Text passage:
Adds an index-level boolean to control translog read direction, threads it into Translog and MultiSnapshot to allow forward or backward snapshot iteration, changes translog generation handling before resync trimming, adjusts initial sync boundary computation, and adds tests exercising forward-read behavior.

Changes

Cohort / File(s) Summary
Changelog & Index settings
CHANGELOG.md, server/src/main/java/org/opensearch/index/IndexSettings.java
Added changelog line for forward translog reading and introduced INDEX_TRANSLOG_READ_FORWARD_SETTING (index-scoped boolean, default false), backing field translogReadForward, and accessor isTranslogReadForward().
Translog snapshot traversal
server/src/main/java/org/opensearch/index/translog/MultiSnapshot.java
Constructor now takes boolean readForward; traversal uses a PrimitiveIterator.OfInt to iterate either forward (0..N-1) or backward (N-1..0) while preserving per-operation deduplication.
Translog integration
server/src/main/java/org/opensearch/index/translog/Translog.java
newMultiSnapshot(...) now forwards indexSettings().isTranslogReadForward() into the MultiSnapshot constructor (constructor signature changed).
Resync trimming ordering
server/src/main/java/org/opensearch/action/resync/TransportResyncReplicationAction.java
When a resync request includes TrimAboveSeqNo, the replica now calls replica.rollTranslogGeneration() before trimming previously synchronized primary terms.
Primary/replica sync boundary
server/src/main/java/org/opensearch/index/shard/PrimaryReplicaSyncer.java
Initial resync boundary for the first batch changed to use startingSeqNo - 1 (instead of previous max-based value) when constructing ResyncReplicationRequest.

Object point labels
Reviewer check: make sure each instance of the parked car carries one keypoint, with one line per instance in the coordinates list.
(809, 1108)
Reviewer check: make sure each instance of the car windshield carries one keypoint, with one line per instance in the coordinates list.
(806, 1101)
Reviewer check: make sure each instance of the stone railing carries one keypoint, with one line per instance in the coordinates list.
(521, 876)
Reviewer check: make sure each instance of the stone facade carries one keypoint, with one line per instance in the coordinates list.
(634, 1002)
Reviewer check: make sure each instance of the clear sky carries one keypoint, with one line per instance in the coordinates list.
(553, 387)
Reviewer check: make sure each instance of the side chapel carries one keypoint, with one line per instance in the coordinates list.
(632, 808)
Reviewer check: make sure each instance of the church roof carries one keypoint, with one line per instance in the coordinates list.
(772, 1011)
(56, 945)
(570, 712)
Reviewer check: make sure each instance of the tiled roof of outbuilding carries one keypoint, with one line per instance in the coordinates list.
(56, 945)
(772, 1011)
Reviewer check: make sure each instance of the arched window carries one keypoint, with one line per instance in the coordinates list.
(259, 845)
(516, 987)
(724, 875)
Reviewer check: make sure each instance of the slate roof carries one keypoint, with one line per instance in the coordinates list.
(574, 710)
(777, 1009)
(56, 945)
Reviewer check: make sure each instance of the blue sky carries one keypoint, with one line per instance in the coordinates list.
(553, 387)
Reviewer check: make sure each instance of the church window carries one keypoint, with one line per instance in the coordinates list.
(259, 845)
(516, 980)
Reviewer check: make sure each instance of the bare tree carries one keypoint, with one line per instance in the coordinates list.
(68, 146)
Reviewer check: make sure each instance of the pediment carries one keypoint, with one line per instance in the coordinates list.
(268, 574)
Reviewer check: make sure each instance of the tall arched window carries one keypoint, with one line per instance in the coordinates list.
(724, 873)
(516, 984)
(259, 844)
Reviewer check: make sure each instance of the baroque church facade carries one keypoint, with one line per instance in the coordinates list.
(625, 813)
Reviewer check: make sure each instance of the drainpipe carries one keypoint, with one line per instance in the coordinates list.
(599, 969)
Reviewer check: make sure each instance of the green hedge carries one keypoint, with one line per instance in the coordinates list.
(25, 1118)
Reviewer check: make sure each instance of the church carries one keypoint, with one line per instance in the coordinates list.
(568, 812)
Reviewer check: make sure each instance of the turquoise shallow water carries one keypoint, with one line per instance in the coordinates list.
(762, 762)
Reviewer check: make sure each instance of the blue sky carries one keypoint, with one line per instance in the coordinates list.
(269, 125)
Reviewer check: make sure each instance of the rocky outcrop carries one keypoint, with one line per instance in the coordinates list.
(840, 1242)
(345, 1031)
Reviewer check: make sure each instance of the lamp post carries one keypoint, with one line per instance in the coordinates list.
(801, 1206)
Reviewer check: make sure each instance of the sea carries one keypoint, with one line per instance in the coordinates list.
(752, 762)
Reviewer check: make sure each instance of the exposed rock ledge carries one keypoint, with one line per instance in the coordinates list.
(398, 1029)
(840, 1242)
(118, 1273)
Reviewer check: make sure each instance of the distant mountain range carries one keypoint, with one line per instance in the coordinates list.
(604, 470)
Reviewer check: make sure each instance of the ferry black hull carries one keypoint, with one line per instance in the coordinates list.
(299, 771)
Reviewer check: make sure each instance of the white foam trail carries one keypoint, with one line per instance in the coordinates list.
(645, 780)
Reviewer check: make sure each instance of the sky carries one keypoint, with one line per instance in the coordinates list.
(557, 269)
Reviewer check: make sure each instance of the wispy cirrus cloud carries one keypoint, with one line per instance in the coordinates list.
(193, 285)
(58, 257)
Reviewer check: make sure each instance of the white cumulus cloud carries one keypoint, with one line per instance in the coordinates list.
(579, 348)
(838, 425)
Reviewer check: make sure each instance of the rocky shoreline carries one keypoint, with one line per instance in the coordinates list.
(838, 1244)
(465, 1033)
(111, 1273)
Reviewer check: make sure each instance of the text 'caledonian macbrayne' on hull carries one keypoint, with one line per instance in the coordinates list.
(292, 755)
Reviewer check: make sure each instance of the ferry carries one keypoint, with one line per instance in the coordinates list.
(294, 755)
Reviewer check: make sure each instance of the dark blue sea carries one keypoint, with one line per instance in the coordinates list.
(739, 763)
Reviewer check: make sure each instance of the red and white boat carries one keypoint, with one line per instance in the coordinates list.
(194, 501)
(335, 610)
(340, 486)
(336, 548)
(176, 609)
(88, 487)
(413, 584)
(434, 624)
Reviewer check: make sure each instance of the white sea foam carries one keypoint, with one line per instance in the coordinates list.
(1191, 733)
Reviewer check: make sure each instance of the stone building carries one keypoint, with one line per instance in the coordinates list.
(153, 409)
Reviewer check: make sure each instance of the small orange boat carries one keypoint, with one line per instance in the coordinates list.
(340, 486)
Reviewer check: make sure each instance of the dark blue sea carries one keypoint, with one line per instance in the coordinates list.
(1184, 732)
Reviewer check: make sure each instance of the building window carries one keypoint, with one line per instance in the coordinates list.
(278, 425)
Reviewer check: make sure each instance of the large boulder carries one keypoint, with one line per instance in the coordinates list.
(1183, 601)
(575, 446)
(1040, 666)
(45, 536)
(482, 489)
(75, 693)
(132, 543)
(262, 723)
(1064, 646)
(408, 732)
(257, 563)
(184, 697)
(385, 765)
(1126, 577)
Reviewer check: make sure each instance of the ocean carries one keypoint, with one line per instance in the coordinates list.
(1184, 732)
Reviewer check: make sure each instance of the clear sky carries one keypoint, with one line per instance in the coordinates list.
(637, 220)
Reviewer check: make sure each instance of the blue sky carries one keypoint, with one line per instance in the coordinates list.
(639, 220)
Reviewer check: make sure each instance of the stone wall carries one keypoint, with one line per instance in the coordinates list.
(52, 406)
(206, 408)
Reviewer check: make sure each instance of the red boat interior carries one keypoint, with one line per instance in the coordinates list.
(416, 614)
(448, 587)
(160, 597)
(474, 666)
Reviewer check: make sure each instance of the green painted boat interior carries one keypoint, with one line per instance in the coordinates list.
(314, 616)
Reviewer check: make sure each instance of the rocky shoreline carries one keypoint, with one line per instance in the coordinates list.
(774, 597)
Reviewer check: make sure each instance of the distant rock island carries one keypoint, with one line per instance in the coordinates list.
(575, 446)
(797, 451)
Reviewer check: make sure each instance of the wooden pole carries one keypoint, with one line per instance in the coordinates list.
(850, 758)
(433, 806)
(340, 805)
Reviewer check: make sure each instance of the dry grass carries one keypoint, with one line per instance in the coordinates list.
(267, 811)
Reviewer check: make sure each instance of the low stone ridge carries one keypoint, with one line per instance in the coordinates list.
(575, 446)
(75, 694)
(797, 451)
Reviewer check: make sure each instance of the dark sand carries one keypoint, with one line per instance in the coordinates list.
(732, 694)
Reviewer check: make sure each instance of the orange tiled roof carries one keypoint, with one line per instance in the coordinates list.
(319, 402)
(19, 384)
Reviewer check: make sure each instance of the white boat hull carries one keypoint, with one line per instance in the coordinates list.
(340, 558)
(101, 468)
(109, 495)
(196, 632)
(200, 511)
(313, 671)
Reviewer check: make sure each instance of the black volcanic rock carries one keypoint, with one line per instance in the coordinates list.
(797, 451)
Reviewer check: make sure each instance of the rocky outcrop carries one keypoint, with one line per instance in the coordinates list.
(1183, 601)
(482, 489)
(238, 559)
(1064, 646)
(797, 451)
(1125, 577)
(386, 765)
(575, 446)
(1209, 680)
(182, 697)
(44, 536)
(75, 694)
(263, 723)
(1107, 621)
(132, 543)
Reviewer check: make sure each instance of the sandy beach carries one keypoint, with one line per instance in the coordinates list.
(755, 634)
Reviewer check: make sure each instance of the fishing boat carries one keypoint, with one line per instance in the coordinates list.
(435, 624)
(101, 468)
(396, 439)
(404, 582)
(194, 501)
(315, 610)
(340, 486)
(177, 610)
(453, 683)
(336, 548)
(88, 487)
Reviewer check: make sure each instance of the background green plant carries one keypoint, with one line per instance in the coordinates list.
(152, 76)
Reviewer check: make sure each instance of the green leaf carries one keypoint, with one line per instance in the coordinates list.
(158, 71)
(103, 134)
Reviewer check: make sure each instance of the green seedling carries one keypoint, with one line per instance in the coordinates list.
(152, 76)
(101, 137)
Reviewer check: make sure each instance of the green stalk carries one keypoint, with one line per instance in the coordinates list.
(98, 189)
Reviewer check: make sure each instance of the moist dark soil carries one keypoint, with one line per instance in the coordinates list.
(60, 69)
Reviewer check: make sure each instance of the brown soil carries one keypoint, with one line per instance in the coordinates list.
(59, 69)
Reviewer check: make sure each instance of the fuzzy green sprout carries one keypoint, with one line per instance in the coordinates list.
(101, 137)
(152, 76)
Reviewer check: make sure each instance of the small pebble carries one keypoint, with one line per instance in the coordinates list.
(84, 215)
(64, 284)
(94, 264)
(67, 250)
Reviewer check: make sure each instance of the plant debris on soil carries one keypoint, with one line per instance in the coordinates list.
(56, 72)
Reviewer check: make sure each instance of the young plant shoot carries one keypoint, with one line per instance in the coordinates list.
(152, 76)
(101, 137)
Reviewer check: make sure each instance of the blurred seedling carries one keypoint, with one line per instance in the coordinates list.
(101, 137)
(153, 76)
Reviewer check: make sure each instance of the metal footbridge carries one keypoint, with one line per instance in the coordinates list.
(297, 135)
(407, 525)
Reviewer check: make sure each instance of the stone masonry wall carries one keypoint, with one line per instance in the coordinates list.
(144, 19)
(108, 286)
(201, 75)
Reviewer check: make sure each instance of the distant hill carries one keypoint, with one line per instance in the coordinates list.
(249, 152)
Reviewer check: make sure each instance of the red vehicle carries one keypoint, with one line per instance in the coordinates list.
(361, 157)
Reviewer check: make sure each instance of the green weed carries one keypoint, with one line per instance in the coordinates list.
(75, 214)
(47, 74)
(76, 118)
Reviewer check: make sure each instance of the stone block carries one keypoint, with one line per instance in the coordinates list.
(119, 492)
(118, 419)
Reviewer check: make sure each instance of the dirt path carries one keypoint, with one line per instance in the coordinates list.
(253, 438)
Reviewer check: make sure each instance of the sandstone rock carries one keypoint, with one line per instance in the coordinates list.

Task instructions:
a. Reproduce word for word the part of the translog change summary that begins at the words "Cohort / File(s)" and stops after "and accessor isTranslogReadForward().".
b. According to the translog change summary, what does the replica call before trimming previously synchronized primary terms when a resync request includes TrimAboveSeqNo?
c. Extend the translog change summary past its last sentence.
The records have no connection to the translog change summary.

Exercise responses:
a.
Cohort / File(s) Summary
Changelog & Index settings
CHANGELOG.md, server/src/main/java/org/opensearch/index/IndexSettings.java
Added changelog line for forward translog reading and introduced INDEX_TRANSLOG_READ_FORWARD_SETTING (index-scoped boolean, default false), backing field translogReadForward, and accessor isTranslogReadForward().

b. The replica calls replica.rollTranslogGeneration().

c.
Replication & recovery tests
server/src/test/java/org/opensearch/index/replication/IndexLevelReplicationTests.java, server/src/test/java/org/opensearch/indices/recovery/RecoveryTests.java
Added testSeqNoCollisionWithReadForward() and testRecoveryTrimsLocalTranslogWithReadForward() to validate forward-read paths; one test addition is duplicated in the file.
Translog unit tests
server/src/test/java/org/opensearch/index/translog/LocalTranslogTests.java
Added testSnapshotReadOperationForward() to assert forward-enabled translog snapshots return operations in forward generation order.

Sequence Diagram(s)

sequenceDiagram
    participant Config as Index Config
    participant Settings as IndexSettings
    participant Translog as Translog
    participant Multi as MultiSnapshot
    participant Files as Translog Files

    Config->>Settings: load index settings
    Settings->>Settings: read INDEX_TRANSLOG_READ_FORWARD_SETTING
    Translog->>Settings: isTranslogReadForward()
    Translog->>Multi: newMultiSnapshot(snapshots, onClose, readForward)
    alt readForward == true
        note right of Multi: iterator yields 0..N-1 (forward)
    else
        note right of Multi: iterator yields N-1..0 (backward)
    end
    loop replay snapshots
        Multi->>Files: read snapshot at iterator index
        Files-->>Multi: operations (per-file order preserved)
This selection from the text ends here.